# Exercise goal:
Give every line of the data below as a numbered list, leaving out any blank lines.

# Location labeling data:
+--

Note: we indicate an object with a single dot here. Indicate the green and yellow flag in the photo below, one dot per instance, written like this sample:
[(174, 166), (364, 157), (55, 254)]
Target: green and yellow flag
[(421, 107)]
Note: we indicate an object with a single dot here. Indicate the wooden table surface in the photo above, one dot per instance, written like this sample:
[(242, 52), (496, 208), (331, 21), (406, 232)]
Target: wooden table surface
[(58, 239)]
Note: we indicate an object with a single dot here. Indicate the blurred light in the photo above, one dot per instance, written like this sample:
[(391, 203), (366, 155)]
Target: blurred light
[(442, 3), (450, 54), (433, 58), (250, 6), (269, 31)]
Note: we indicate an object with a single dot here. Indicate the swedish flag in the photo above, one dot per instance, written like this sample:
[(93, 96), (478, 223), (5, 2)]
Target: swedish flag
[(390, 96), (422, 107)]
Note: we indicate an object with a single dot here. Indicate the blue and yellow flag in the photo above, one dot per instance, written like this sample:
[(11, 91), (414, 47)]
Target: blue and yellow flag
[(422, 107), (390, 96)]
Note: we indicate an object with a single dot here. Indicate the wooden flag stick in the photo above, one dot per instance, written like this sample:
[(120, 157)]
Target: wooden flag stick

+--

# Full response:
1. Note: we indicate an object with a single dot here. Indicate the green and yellow flag in the photo below, one dot per instance, written like this sample:
2. [(174, 166), (364, 157), (55, 254)]
3. Target: green and yellow flag
4. [(421, 107)]
5. Note: we indicate an object with a single dot here. Indicate the wooden table surface in the photo above, one dot per instance, written like this sample:
6. [(242, 52), (496, 208), (331, 21), (406, 232)]
7. Target: wooden table surface
8. [(58, 239)]
9. Note: we indicate an object with a single dot here. Indicate the blurred light in the photo above, one dot per instance, written like this sample:
10. [(391, 203), (366, 155)]
11. Target: blurred light
12. [(442, 3), (450, 54), (433, 58), (250, 6), (269, 31)]
13. Note: we indicate an object with a single dot here. Indicate the swedish flag in the photo above, one dot per instance, written like this sample:
14. [(93, 96), (478, 223), (5, 2)]
15. Target: swedish flag
16. [(390, 96), (422, 107)]
17. Note: we indicate an object with a single dot here. Indicate the blue and yellow flag in the photo above, one dot per instance, written like this sample:
18. [(11, 91), (414, 47)]
19. Target: blue and yellow flag
20. [(422, 107), (390, 96)]
21. Note: we indicate an object with a single dot here. Indicate the wooden flag stick in the photo above, one dot per instance, written like this sample:
22. [(120, 157)]
23. Target: wooden flag stick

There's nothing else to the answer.